Requirement 1 ::
According to the biography of Barry Farrell, at which newspaper did he start his writing career?
Requirement 2 ::
Transcribe the passage of the biography of Barry Farrell between "Barry Farrell (1935" and "Pat and Roald.", inclusive.

Source text ::
* * * *

= Barry Farrell =

American journalist (1935–1984)

Barry Farrell (1935 – December 10, 1984) was an American journalist and editor who wrote for magazines. He worked for Time, Life and Harper's Magazine in the 1960s and 1970s. He also wrote a book about Roald Dahl and Patricia Neal entitled Pat and Roald.

==Early life==
Farrell was a native of Seattle, Washington. He graduated from the University of Washington in 1956, served in the U.S. Army, and started his writing career at the Seattle Post-Intelligencer.

==Magazine career==
Farrell was hired by Time magazine in 1960, working first in San Francisco then in New York where he became the magazine's music writer. He later served as Times correspondent in Paris and became a staff writer for its sister publication Life in 1968, where he wrote a column every other week, alternating with Joan Didion. He moved to Los Angeles in the early 1970s where he was West Coast Editor of Harper's. He also taught writing, including at the University of California, Santa Barbara.

* * * *

Dataset ::
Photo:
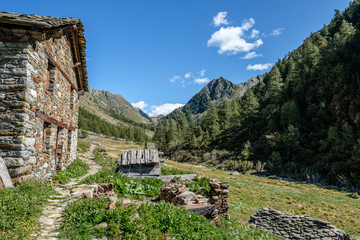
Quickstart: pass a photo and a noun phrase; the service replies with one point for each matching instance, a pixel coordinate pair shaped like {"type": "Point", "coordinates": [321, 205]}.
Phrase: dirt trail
{"type": "Point", "coordinates": [51, 218]}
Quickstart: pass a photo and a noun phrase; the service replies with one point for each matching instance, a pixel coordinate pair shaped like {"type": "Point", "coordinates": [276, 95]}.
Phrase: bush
{"type": "Point", "coordinates": [83, 146]}
{"type": "Point", "coordinates": [199, 185]}
{"type": "Point", "coordinates": [173, 171]}
{"type": "Point", "coordinates": [241, 166]}
{"type": "Point", "coordinates": [76, 169]}
{"type": "Point", "coordinates": [148, 221]}
{"type": "Point", "coordinates": [20, 208]}
{"type": "Point", "coordinates": [127, 186]}
{"type": "Point", "coordinates": [260, 166]}
{"type": "Point", "coordinates": [149, 187]}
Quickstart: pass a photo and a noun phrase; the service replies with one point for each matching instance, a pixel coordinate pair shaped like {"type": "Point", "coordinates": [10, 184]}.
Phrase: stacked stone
{"type": "Point", "coordinates": [295, 226]}
{"type": "Point", "coordinates": [133, 157]}
{"type": "Point", "coordinates": [99, 190]}
{"type": "Point", "coordinates": [39, 88]}
{"type": "Point", "coordinates": [178, 194]}
{"type": "Point", "coordinates": [139, 163]}
{"type": "Point", "coordinates": [219, 196]}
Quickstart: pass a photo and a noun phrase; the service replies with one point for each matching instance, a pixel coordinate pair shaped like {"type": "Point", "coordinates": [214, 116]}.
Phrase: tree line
{"type": "Point", "coordinates": [91, 122]}
{"type": "Point", "coordinates": [302, 120]}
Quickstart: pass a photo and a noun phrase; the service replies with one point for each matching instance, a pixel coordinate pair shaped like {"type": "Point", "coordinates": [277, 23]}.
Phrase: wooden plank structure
{"type": "Point", "coordinates": [139, 163]}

* * * *

Full response 1 ::
The Seattle Post-Intelligencer.

Full response 2 ::
Barry Farrell (1935 – December 10, 1984) was an American journalist and editor who wrote for magazines. He worked for Time, Life and Harper's Magazine in the 1960s and 1970s. He also wrote a book about Roald Dahl and Patricia Neal entitled Pat and Roald.